* _YOUR TASK_
Exact copies are required of the lines from the line containing "# test: locate() returns one point per instance of the spotted" through the final line of the listing, both included, and of no other lines.

** start **

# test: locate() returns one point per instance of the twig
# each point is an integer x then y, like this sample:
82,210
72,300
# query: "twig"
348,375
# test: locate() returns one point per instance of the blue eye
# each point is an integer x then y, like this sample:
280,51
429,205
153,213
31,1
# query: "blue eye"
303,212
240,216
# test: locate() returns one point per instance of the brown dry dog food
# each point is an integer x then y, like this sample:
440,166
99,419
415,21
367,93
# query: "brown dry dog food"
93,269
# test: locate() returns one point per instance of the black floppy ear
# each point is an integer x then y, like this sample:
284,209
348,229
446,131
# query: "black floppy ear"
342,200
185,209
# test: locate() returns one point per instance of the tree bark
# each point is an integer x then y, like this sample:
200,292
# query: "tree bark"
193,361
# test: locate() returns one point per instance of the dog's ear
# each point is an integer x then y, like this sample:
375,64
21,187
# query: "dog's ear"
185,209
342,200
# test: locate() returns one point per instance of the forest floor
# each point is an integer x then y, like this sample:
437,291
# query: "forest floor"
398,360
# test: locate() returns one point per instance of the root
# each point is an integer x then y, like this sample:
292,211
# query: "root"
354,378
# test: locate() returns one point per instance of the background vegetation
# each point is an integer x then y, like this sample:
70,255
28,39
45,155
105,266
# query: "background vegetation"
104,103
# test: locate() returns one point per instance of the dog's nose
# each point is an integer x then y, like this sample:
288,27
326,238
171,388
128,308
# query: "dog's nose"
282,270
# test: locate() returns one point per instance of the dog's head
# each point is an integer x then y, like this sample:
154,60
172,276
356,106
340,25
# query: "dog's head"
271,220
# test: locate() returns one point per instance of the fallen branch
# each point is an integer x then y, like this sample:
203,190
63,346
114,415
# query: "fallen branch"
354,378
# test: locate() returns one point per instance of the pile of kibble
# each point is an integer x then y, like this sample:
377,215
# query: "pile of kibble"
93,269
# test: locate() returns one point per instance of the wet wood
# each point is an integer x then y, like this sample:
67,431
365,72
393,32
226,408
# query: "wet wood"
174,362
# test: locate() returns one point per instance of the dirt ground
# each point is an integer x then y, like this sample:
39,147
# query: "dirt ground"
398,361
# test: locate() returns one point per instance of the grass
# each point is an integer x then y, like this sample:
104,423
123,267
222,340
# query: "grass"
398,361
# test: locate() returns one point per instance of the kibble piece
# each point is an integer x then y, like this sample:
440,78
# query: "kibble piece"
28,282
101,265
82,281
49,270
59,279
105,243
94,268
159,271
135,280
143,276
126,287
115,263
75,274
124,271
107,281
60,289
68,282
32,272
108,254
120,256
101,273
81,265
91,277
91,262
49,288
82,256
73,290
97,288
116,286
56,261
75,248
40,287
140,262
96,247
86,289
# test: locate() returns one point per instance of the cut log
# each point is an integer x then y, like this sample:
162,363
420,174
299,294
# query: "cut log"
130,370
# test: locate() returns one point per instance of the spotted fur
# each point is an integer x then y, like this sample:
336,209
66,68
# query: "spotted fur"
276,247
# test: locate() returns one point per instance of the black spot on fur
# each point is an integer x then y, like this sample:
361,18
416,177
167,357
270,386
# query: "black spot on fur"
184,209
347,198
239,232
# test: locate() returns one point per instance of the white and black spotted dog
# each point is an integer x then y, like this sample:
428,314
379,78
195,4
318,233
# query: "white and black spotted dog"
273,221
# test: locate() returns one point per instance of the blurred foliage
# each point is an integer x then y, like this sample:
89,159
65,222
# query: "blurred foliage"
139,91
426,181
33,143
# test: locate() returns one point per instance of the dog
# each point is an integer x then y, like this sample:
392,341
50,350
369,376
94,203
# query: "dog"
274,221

** end **

* _EXPECTED ANSWER_
# test: locate() returns one point per instance of the spotted fur
# each point is an integer x then y, like this sample:
336,209
66,68
# query: "spotted fur"
276,247
# test: locate() returns one point per instance of the black spot on fur
# each point is an integer x then y, like this sample:
361,18
416,177
167,357
270,386
# query: "black spot on fur"
184,209
347,198
239,232
# test: locate() returns one point per instance of the white and black spotted dog
# each point is an integer x then y, like this sample:
428,314
379,78
195,4
318,233
# query: "white and black spotted dog"
273,221
# test: locate() returns one point per instance of the blurred foliage
# each point is an integer x then y, like this sample:
89,159
65,222
# query: "blurred foliage"
139,91
426,181
33,143
# test: locate() returns one point per instance of the dog
# each point is an integer x then y, like this sample:
392,341
50,350
369,376
94,203
# query: "dog"
274,221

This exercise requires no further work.